■ **Request A**:
Using the passage on circumpolar stars, explain why observing a star's two maximum elongations lets an observer locate true north.

Such a maximum elongation of a circumpolar star is the extreme easterly or westerly movement of the star, during its anti-clockwise orbit around the north pole. Thus, if the northern horizon were raised (figure 5) until it passed through the north pole, the maximum circumpolar positions for a star to east and west would be equally spaced, either side of the north pole. If these extreme positions are brought down to the Horizon in azimuth, the angles between these extremes forms a unique range of azimuths on the ground between (a) the horizon (b) a foresight such as a menhir and (c) an observer at a backsight. Observations of these extreme elongations naturally enable the pole (true north) to be accurately established from the observing point as the point in the middle of that range. A marker stone can usefully locate a circumpolar star at one of these maximum elongations and come to symbolize that important star. A star’s location could have been brought down to the horizon using a vertical pole or plumb bob, between the elongated star and the horizon, at which point menhirs could later be placed, relative to a fixed viewing centre or backsight. This method of maximum elongations would have escaped the atmospheric effects associated with observing stars on the horizon which causes a variable angle of their visual extinction below which stars disappear before reaching the horizon.

Records from a dataset:
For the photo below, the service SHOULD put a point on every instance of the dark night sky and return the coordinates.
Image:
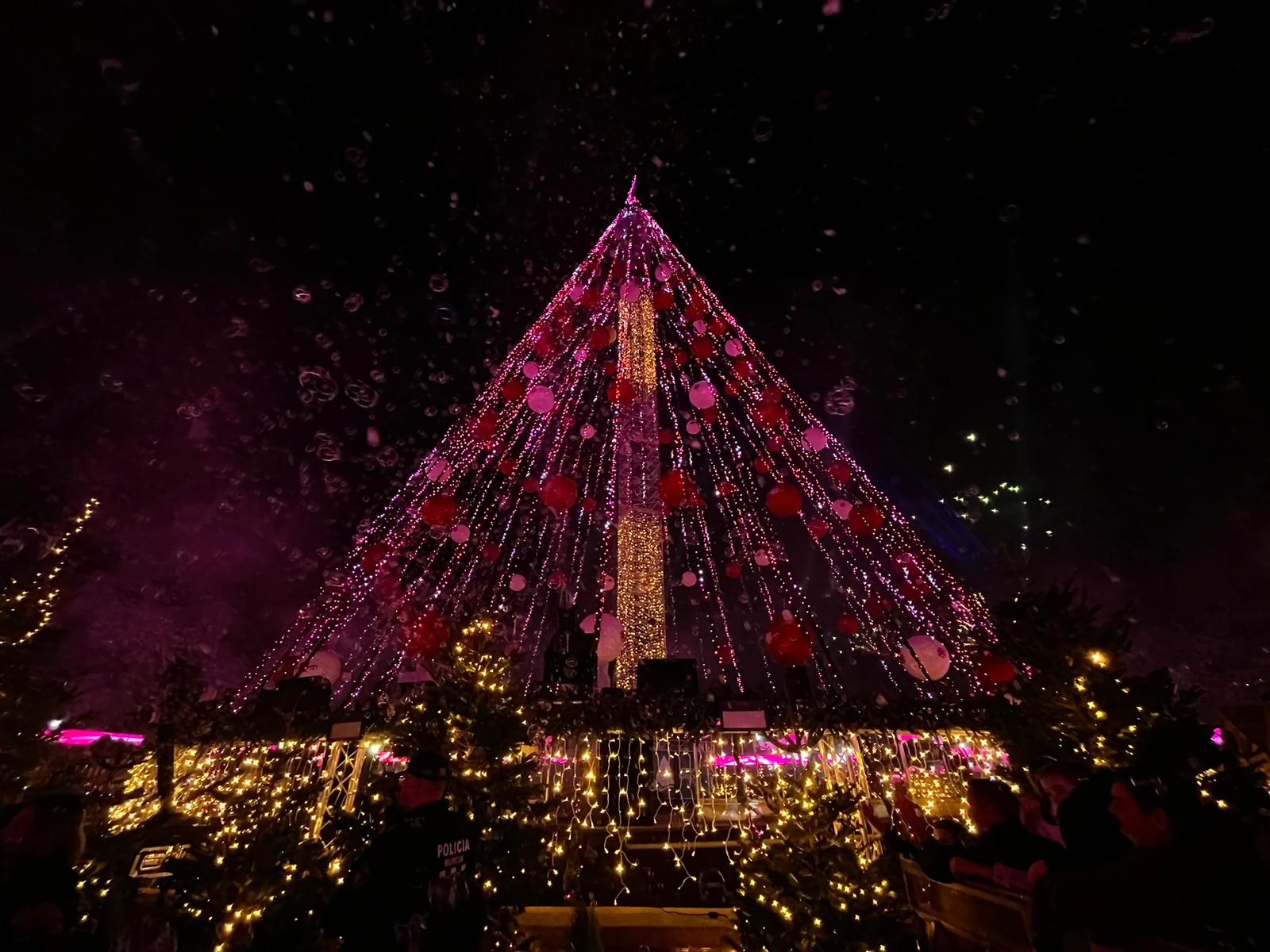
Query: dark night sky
(1038, 222)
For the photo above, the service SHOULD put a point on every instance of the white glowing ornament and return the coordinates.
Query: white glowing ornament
(816, 438)
(610, 644)
(702, 395)
(324, 664)
(540, 400)
(925, 658)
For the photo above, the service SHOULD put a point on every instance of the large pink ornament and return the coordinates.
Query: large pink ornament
(702, 395)
(925, 658)
(540, 399)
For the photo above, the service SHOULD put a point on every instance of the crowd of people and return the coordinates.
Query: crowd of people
(1110, 858)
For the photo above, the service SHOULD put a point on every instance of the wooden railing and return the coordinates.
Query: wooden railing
(963, 918)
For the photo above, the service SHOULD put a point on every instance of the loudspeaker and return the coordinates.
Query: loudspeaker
(676, 677)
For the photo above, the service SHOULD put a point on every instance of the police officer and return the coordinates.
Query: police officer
(414, 889)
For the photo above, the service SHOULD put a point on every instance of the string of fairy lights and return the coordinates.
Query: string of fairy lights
(41, 589)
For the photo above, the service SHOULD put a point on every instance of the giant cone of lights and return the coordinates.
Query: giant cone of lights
(638, 450)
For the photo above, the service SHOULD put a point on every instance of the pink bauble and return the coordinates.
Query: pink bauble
(702, 395)
(540, 399)
(935, 660)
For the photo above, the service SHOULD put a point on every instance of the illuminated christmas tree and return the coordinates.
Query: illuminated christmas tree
(638, 450)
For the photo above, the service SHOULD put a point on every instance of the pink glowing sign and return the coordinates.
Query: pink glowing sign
(78, 738)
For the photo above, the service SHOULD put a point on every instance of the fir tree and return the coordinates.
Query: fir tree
(804, 888)
(31, 697)
(1073, 698)
(475, 714)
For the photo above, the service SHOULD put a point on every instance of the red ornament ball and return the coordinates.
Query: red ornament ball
(865, 520)
(425, 635)
(849, 624)
(559, 493)
(620, 391)
(440, 512)
(784, 501)
(787, 643)
(840, 471)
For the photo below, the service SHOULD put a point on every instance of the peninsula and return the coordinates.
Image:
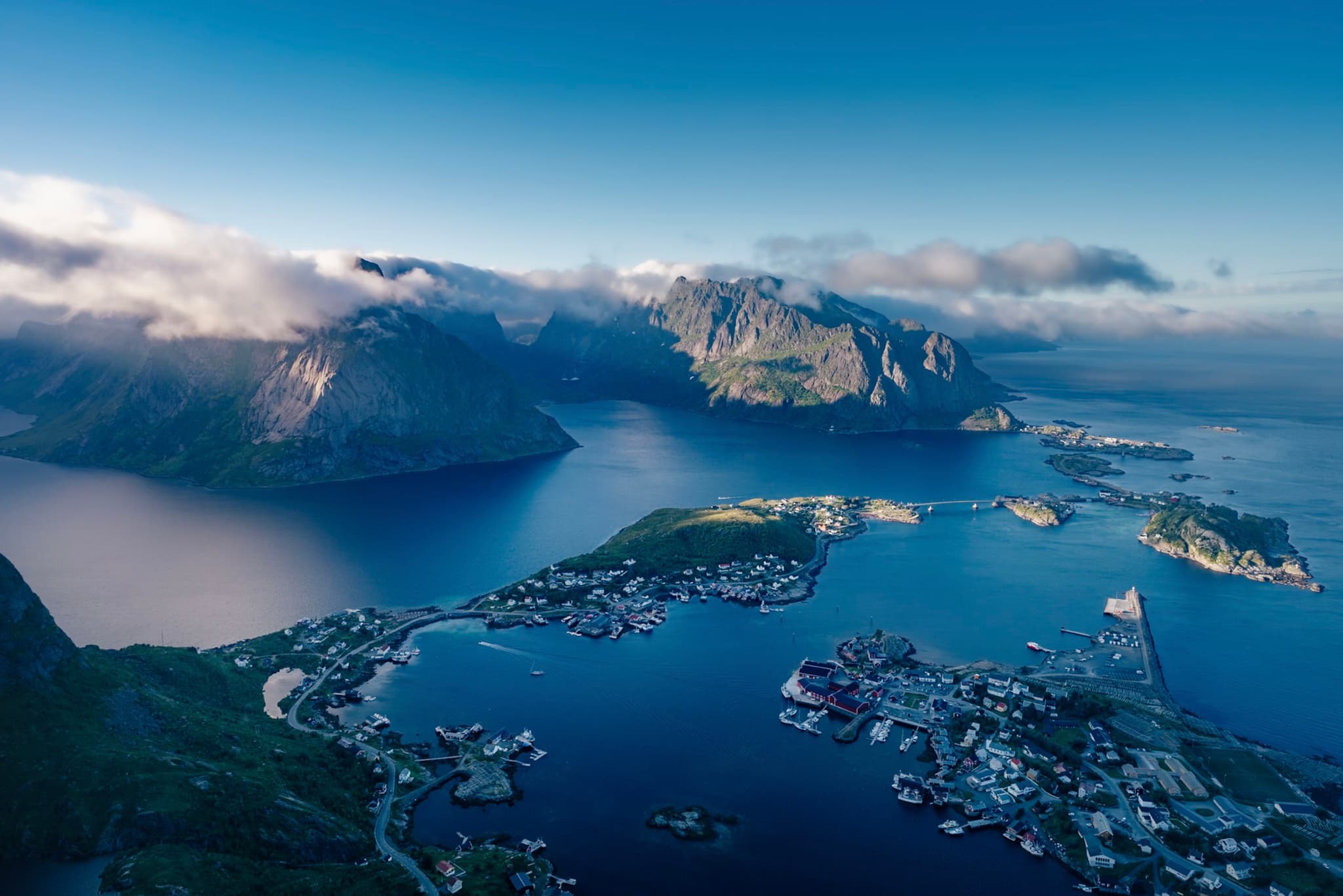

■ **Request B**:
How many lines of the records contain the word "night"?

■ **Task result A**:
A circumpolar star's extreme easterly and westerly positions are equally spaced on either side of the north pole. When these extremes are brought down to the horizon, they mark a range of azimuths, and true north lies at the point in the middle of that range.

■ **Task result B**:
2